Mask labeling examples
"""
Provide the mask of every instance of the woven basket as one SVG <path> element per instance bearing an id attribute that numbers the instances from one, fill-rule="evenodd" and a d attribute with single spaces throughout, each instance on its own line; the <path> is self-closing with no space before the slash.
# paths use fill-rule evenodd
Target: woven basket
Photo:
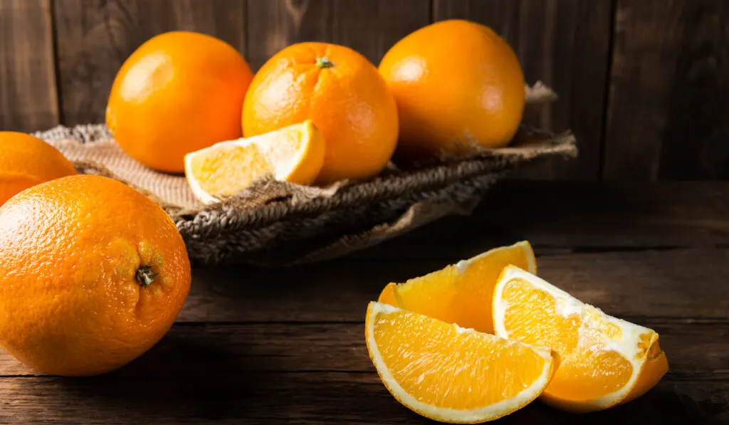
<path id="1" fill-rule="evenodd" d="M 554 98 L 528 90 L 531 105 Z M 468 214 L 505 173 L 544 158 L 577 155 L 569 133 L 523 128 L 507 148 L 415 170 L 391 168 L 362 182 L 307 187 L 262 179 L 219 203 L 197 203 L 184 176 L 157 173 L 128 157 L 102 125 L 36 133 L 79 172 L 122 181 L 160 203 L 177 225 L 193 262 L 259 265 L 312 262 L 345 255 L 445 215 Z"/>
"""
• [SHORT TASK] Return every line of the entries above, copied word for word, but omit the pictures.

• [EXERCISE OUTPUT]
Provide the mask of every instance of the woven basket as one SVG <path> element per instance bearing an id attribute that numbers the instances from one, fill-rule="evenodd" and a d attribute with single spaces throughout, each instance on its own line; the <path> is self-closing with no space before the slash.
# paths use fill-rule evenodd
Target: woven basket
Photo:
<path id="1" fill-rule="evenodd" d="M 554 98 L 528 90 L 531 105 Z M 468 214 L 505 173 L 544 158 L 577 155 L 569 133 L 523 128 L 507 148 L 415 170 L 391 168 L 362 182 L 307 187 L 262 179 L 219 203 L 197 203 L 184 176 L 157 173 L 128 157 L 102 125 L 36 133 L 79 172 L 122 181 L 160 203 L 177 225 L 193 262 L 259 265 L 312 262 L 345 255 L 445 215 Z"/>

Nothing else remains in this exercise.